> [感想文]
とにかく主人公が頭でっかちな上、ヒロインに過大なる評価を与えていて、神格化しているため、現代でよく言われる「キモイ」人となっている。そんな「キモイ」人だが、ある一定のつつしみは保っていて、ストーカー一歩手前でこらえていると言う状態なのが、ものすごく「恋する人」として共感できるものがあった。

しかし、会わずにはおれぬ、という己の欲に打ち勝てず、時々失敗し、絶望し、苦しみ、喜ぶ姿は、まるで自分のことのように気恥ずかしく、彼が失敗をすると、自分のことのように痛々しく思われた。

そして、どう考えても野島(主人公)の親友大宮の方へヒロインが想いを寄せていくのがわかってしまい、なんて哀れな奴なんだ野島よ、と思わずにはおれなかった。

気づいていないふりを貫いていた野島であったが、実は最初から「そうではないか」と心に抱いていた節があり、これまた哀れな人である。

そして大宮の頑なな意思はあっぱれであった。
なんというか、これほどまでに友を優先できる人がいるものか、と思われた。
しかし、そんな大宮も杉子の魔力には及ばなかったようで、最終的に野島を裏切る羽目になる。これまた運命というのか野島がかわいそうである。

最後の野島の二人の馴れ初めを知るシーンでは、あまりにも野島が哀れで、なかなか悲しい想いをした。

というか、最後の野島の対処の仕方はかなり、すばらしい。
そして最後の台詞が殊更、物悲しかった。同情せずにはおれん。

ポイント注釈データ
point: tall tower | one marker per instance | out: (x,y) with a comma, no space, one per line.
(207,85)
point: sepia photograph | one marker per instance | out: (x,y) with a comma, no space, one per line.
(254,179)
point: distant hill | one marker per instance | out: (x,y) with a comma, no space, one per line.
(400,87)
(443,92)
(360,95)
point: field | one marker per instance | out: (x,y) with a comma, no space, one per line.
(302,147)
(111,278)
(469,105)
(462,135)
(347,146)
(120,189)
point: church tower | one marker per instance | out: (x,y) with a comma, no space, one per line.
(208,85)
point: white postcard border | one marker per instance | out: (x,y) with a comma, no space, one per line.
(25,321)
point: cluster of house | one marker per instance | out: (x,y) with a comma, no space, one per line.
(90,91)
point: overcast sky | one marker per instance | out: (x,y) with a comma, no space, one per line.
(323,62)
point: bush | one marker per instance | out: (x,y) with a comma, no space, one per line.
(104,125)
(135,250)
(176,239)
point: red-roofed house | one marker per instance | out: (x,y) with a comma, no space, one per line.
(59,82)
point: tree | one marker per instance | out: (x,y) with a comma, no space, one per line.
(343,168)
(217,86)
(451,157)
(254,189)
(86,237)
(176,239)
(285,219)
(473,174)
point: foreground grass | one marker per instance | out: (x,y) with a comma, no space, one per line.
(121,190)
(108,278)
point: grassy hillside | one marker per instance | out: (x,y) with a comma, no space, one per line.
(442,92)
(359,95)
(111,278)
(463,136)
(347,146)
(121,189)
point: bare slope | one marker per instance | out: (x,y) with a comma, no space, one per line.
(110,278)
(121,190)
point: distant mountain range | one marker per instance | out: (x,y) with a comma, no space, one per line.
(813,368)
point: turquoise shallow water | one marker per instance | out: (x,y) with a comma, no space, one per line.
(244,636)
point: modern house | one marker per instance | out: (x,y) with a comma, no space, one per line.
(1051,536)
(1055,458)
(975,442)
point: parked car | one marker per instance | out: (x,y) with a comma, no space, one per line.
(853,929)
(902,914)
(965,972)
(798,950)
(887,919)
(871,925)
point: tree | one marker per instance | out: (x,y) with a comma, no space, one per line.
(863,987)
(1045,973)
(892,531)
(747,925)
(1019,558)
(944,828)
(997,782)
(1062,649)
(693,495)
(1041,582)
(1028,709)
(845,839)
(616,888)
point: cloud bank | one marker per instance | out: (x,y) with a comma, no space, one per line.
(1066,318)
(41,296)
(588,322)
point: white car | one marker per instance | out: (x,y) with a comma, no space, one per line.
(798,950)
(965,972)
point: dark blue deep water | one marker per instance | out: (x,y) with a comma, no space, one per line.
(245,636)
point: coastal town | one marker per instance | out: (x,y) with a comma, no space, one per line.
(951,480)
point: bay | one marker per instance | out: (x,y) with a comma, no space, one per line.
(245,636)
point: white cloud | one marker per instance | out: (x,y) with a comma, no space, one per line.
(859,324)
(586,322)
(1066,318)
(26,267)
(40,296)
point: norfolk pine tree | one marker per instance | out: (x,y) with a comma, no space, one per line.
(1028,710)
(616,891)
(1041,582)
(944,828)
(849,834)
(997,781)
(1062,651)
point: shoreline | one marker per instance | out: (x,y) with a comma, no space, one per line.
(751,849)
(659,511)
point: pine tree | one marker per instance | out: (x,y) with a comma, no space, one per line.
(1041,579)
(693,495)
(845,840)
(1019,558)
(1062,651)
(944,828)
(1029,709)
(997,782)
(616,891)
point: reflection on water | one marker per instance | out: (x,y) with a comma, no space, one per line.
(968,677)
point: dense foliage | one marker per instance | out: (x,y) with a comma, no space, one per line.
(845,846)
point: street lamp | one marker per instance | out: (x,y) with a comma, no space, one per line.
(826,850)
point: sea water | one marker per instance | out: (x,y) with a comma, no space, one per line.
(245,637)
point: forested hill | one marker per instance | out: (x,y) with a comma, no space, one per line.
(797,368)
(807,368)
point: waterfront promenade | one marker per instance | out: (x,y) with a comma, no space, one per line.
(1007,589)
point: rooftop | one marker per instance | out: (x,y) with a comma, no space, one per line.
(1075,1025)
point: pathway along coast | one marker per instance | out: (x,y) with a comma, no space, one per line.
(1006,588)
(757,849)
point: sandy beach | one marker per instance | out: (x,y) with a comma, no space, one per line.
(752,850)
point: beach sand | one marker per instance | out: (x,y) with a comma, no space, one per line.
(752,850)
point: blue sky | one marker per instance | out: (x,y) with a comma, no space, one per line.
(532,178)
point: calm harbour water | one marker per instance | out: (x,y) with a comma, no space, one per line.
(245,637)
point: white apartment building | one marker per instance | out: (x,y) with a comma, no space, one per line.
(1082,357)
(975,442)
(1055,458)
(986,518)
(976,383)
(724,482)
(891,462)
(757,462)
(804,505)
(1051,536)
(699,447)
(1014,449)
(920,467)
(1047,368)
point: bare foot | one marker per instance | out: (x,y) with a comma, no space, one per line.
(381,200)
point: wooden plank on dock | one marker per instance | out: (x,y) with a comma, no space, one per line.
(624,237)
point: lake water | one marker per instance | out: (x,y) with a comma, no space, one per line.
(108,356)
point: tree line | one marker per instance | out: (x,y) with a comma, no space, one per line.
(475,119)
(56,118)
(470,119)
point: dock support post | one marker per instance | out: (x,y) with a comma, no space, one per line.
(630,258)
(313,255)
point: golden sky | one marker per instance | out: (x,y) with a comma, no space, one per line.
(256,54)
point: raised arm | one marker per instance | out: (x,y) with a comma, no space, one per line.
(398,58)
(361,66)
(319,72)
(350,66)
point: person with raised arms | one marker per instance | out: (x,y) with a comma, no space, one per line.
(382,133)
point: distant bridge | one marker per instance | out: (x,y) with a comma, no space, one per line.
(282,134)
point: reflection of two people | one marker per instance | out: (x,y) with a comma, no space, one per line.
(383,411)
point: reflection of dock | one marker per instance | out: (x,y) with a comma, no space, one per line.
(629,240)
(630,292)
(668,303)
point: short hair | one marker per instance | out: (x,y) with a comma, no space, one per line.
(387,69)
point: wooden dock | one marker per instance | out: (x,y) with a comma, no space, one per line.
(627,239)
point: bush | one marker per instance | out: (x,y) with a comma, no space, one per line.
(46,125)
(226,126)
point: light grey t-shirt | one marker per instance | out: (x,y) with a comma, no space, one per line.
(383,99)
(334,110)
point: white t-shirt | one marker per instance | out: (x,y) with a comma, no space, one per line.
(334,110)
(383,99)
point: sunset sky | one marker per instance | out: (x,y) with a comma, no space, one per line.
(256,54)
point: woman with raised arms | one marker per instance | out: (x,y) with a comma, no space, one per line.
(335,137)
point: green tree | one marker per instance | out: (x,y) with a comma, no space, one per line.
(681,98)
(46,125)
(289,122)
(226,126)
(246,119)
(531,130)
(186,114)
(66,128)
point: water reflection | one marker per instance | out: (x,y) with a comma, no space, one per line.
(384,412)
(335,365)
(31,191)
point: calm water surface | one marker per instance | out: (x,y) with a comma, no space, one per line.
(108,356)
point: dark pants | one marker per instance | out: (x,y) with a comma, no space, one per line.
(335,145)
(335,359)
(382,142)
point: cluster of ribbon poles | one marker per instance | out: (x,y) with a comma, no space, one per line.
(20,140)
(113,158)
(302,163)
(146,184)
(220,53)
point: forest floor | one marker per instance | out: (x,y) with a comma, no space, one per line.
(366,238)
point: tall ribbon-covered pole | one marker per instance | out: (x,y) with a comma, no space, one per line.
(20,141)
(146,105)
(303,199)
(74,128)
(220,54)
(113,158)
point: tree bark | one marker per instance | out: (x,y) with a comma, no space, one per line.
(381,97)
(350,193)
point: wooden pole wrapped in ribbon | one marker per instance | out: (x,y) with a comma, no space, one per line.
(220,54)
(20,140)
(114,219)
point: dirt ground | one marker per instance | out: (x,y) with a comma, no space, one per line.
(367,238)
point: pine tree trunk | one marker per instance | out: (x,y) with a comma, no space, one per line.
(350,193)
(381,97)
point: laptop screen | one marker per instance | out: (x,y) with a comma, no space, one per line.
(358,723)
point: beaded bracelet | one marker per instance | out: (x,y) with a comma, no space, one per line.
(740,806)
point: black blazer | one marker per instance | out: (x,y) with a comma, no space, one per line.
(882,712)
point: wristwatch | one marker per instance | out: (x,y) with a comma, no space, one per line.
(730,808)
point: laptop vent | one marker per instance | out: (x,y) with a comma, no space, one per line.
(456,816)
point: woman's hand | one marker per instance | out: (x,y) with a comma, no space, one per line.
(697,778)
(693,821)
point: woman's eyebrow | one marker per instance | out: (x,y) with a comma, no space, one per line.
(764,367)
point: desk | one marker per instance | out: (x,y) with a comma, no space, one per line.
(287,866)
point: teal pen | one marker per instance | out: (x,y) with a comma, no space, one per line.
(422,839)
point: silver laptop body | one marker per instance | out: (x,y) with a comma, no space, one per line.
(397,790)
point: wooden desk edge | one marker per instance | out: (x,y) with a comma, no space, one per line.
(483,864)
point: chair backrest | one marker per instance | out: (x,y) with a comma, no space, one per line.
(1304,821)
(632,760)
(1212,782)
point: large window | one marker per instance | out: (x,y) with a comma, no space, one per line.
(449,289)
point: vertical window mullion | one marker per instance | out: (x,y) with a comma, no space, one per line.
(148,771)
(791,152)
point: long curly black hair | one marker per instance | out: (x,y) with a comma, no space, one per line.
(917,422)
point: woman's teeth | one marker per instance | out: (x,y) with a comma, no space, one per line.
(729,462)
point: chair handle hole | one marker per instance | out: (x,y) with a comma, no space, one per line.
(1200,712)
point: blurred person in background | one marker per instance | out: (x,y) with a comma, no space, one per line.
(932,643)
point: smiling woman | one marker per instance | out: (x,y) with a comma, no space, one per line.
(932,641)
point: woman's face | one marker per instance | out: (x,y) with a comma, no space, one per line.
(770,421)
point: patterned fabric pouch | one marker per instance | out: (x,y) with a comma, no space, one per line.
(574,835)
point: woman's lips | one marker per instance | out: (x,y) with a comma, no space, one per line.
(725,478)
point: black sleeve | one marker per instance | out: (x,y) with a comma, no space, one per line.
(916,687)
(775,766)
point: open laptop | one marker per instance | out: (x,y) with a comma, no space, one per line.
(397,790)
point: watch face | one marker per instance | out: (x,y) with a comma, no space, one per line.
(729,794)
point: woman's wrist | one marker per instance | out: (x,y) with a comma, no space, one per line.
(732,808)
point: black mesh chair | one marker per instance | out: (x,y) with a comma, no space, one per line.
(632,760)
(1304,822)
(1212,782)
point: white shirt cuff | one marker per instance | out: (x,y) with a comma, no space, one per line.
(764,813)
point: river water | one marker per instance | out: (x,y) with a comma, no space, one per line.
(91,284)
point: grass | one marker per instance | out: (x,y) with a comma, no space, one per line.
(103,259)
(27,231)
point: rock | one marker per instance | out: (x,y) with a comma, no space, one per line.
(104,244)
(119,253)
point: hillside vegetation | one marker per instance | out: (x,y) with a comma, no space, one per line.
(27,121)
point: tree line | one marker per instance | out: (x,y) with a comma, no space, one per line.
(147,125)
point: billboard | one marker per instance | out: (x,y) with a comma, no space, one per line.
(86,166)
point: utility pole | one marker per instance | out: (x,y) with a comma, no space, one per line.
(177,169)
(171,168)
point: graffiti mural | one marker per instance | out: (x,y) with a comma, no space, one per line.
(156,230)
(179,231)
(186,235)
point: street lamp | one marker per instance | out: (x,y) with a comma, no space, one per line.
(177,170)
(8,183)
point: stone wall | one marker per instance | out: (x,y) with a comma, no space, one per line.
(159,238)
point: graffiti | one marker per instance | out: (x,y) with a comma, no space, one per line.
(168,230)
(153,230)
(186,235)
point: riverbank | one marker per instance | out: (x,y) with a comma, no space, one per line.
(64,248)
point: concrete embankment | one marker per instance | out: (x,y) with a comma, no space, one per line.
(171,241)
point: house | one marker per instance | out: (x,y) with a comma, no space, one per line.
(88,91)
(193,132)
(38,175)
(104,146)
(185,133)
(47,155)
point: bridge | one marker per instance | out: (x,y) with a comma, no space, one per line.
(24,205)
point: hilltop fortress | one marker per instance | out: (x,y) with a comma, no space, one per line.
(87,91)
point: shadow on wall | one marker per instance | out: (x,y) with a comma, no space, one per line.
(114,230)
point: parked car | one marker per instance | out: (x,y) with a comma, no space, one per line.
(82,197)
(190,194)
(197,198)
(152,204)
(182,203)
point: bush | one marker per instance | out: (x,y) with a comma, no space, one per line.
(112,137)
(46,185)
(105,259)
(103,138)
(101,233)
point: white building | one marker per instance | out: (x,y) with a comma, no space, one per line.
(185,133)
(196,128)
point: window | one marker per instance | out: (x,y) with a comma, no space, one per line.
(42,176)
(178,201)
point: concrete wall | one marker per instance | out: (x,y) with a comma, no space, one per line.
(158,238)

> [練習問題]
1. 感想文の筆者は、主人公がなぜ「キモイ」人になっていると書いていますか。一文から三文で説明してください。
2. 感想文の続きを、最後の文のあとから書いてください。
このデータは別のところから取ってきたものです。

> [問題ごとの答え]
1. 主人公が頭でっかちなうえに、ヒロインを必要以上に高く評価して神のようにあがめているからです。そのため、今よく言われる「キモイ」人になっていると筆者は書いています。

2.
だがしかし、野島にはとても悪いのだが、これほどまでに同情をしておいて、何なのだが、めいいっぱい謝る、許してくれ、精一杯の謝罪をする、私も女の身から言わせていただくと、やはり大宮の方が好きなのだ。天と地ほどの差をつけて大宮の方を愛すると思う。それほど君は、女性にとって魅力が薄いというものだ。

申し訳ない。


【初恋】

友情と同じように、一方的にヒロインを好きである主人公のお話である。これはどうやら、実篤の実話らしい。全て実名であるそうだ。なので主人公=実篤ということだ。

この話の中で、実篤が「総理大臣になることは難しくない」というようなことを書いているのだが、自意識過剰な青年ということではなくて、子爵の息子で且つ、皇族の血を引いているということから、半ば総理大臣になろうと思えばなれる家系ということだそうだ。

あとで解説を読んでびっくりしました。高貴な方なのですね実篤殿は。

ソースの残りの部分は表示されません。